What you need to do
An exact copy of the whole listing is required.

Available records
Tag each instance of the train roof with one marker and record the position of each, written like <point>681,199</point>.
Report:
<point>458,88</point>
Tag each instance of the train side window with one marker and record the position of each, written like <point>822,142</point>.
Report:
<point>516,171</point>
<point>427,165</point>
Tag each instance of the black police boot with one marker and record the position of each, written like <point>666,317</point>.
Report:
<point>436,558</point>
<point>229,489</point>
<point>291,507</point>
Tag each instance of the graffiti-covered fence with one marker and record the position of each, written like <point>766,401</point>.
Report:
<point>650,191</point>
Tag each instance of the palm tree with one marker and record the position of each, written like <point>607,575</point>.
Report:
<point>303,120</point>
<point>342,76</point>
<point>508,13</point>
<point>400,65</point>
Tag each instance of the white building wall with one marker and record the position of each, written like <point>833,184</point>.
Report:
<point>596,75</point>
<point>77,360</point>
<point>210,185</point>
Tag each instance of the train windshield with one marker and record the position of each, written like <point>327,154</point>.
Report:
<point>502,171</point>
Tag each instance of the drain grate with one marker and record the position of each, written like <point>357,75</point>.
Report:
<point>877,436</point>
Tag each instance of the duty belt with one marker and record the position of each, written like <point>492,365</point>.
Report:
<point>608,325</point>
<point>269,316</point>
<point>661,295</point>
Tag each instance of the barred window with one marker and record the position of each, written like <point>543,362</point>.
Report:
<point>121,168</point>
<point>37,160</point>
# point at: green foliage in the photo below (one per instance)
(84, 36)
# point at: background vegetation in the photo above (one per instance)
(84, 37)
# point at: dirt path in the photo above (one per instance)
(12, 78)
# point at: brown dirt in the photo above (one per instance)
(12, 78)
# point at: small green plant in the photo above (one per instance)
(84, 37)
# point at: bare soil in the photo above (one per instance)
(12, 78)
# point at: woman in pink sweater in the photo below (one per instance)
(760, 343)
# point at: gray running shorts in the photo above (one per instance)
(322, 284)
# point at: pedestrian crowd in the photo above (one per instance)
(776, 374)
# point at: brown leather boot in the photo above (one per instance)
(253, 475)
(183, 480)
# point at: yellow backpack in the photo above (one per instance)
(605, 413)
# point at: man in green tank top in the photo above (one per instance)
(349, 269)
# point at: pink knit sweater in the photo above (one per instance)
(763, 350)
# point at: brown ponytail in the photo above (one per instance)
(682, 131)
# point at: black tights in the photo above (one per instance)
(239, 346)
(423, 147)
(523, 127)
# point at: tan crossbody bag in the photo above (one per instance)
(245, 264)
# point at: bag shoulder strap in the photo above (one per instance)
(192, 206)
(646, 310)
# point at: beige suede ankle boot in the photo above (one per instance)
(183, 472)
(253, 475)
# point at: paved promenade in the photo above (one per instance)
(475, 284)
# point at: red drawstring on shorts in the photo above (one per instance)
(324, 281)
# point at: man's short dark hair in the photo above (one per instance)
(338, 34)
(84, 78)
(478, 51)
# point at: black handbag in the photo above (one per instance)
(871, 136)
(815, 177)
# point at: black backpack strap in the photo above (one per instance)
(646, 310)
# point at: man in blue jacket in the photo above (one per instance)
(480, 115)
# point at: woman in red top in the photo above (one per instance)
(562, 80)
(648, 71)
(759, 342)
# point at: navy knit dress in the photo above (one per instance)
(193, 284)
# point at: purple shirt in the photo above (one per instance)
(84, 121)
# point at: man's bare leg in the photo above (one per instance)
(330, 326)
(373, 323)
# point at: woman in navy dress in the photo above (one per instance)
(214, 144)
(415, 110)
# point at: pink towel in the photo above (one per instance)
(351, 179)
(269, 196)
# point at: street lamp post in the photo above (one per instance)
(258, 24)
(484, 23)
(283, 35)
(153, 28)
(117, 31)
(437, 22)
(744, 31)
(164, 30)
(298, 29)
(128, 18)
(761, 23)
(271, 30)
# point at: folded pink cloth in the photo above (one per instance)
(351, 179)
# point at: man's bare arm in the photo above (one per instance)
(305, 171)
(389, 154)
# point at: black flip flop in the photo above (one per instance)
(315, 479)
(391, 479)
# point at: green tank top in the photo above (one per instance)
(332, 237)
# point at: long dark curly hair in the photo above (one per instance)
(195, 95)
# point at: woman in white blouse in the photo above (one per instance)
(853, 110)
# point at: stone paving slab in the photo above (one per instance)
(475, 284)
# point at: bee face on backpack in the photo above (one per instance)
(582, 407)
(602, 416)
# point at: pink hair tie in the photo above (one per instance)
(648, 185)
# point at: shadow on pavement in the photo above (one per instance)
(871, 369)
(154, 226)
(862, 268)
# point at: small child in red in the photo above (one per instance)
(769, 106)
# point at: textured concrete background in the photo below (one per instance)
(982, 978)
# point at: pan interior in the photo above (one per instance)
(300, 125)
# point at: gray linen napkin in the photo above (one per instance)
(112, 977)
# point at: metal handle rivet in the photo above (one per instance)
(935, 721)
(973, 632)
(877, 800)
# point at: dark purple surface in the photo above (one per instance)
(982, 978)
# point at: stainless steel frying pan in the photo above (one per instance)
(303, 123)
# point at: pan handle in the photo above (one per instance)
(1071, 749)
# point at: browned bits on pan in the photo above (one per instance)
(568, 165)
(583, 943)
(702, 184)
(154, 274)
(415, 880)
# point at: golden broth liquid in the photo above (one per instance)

Solution to the exercise
Tag each instance of the train roof with one marker and record the position of each, written like <point>681,199</point>.
Report:
<point>458,88</point>
Tag each instance of the train side window with one marker and record the position of each, written like <point>822,142</point>.
Report:
<point>516,171</point>
<point>427,165</point>
Tag each instance of the black police boot with one marker and record the position of each, written like <point>666,317</point>.
Report:
<point>436,558</point>
<point>229,489</point>
<point>291,507</point>
Tag each instance of the graffiti-covered fence with one marker and record the position of each, written like <point>766,401</point>.
Report:
<point>650,191</point>
Tag each instance of the palm tree with one marker and record the position of each, written like <point>607,575</point>.
Report:
<point>303,120</point>
<point>342,76</point>
<point>508,13</point>
<point>400,65</point>
Tag each instance of the white building wall with one marker and record the position of each, written like <point>833,184</point>.
Report:
<point>596,75</point>
<point>77,360</point>
<point>210,185</point>
Tag each instance of the train windshield with one marker and record the position of each, written like <point>327,154</point>.
Report:
<point>502,171</point>
Tag each instance of the drain grate with one marker and record the position of each, written like <point>357,75</point>.
Report:
<point>877,436</point>
Tag each instance of the duty belt with one marker and record the position of each, written like <point>492,365</point>.
Report:
<point>608,325</point>
<point>269,316</point>
<point>661,295</point>
Tag each instance of the barred window with one marker and record the position of each, written like <point>543,362</point>.
Report:
<point>121,168</point>
<point>37,160</point>
# point at: green foliage in the photo below (one per instance)
(84, 36)
# point at: background vegetation in the photo above (one per instance)
(84, 37)
# point at: dirt path in the photo above (one per instance)
(12, 78)
# point at: brown dirt in the photo above (one per instance)
(12, 78)
# point at: small green plant in the photo above (one per instance)
(84, 37)
# point at: bare soil in the photo above (one per instance)
(12, 78)
# point at: woman in pink sweater in the photo below (one per instance)
(760, 343)
# point at: gray running shorts in the photo above (one per instance)
(322, 284)
# point at: pedestrian crowd in the photo above (one per instance)
(776, 374)
# point at: brown leather boot in the photo above (one per instance)
(253, 475)
(183, 480)
# point at: yellow backpack in the photo above (one per instance)
(605, 413)
# point at: man in green tank top in the photo above (one per instance)
(349, 269)
# point at: pink knit sweater in the photo above (one per instance)
(763, 350)
# point at: brown ponytail in the photo above (one per instance)
(682, 131)
# point at: black tights in the photo above (one per instance)
(239, 346)
(423, 147)
(523, 127)
# point at: tan crossbody bag in the photo above (one per instance)
(245, 264)
# point at: bag shoulder strap in the photo above (one per instance)
(192, 206)
(646, 310)
# point at: beige suede ankle boot in the photo above (one per instance)
(183, 472)
(253, 475)
# point at: paved promenade in the photo above (one per instance)
(475, 284)
# point at: red drawstring on shorts in the photo above (one per instance)
(324, 281)
# point at: man's short dark hair in the photo above (one per instance)
(338, 34)
(84, 78)
(478, 51)
# point at: black handbag in the photo above (one per instance)
(871, 136)
(815, 177)
# point at: black backpack strap in the photo above (one per instance)
(646, 310)
# point at: man in blue jacket in the photo above (one per instance)
(480, 115)
# point at: woman in red top in the photo above (one per instance)
(562, 80)
(648, 71)
(759, 342)
# point at: navy knit dress in the photo above (one per instance)
(193, 284)
# point at: purple shirt in the photo above (one per instance)
(84, 121)
# point at: man's bare leg in the photo above (one per instance)
(330, 326)
(373, 323)
# point at: woman in navy dress in the photo above (one per instance)
(214, 144)
(415, 110)
# point at: pink towel in the photo above (one per instance)
(351, 179)
(269, 196)
# point at: street lamp post in the photo above (one per instance)
(258, 24)
(484, 23)
(283, 35)
(153, 28)
(117, 31)
(437, 22)
(744, 31)
(164, 30)
(298, 29)
(128, 18)
(761, 23)
(271, 30)
# point at: folded pink cloth in the photo above (one per instance)
(351, 179)
# point at: man's bare arm in the photo above (one per instance)
(305, 171)
(389, 154)
# point at: black flip flop in the photo above (one per instance)
(315, 479)
(391, 479)
# point at: green tank top in the photo above (one per instance)
(332, 237)
# point at: long dark curly hair in the photo above (one per instance)
(195, 95)
# point at: woman in white blouse in the photo above (one per instance)
(853, 110)
# point at: stone paving slab in the photo above (one per instance)
(475, 284)
# point at: bee face on backpack in the photo above (one per instance)
(582, 407)
(602, 416)
# point at: pink hair tie in the photo above (one per instance)
(648, 185)
# point at: shadow on pavement in the photo above (one per instance)
(871, 369)
(154, 226)
(862, 268)
# point at: small child in red in the photo above (one per instance)
(769, 106)
# point at: textured concrete background in the photo below (one per instance)
(982, 978)
# point at: pan interior in the photo above (one per instance)
(300, 125)
# point at: gray linen napkin in the photo above (one per instance)
(112, 977)
# point at: metal handle rivet in the photo above (one per instance)
(935, 721)
(973, 632)
(877, 800)
# point at: dark purple surface in the photo above (one per instance)
(982, 978)
# point at: stainless steel frying pan in the photo above (one per instance)
(303, 123)
# point at: pan handle in the photo above (one per instance)
(1071, 749)
# point at: browned bits on pan in the photo above (one per instance)
(568, 165)
(583, 943)
(702, 184)
(154, 274)
(415, 880)
# point at: golden broth liquid in the photo above (one per instance)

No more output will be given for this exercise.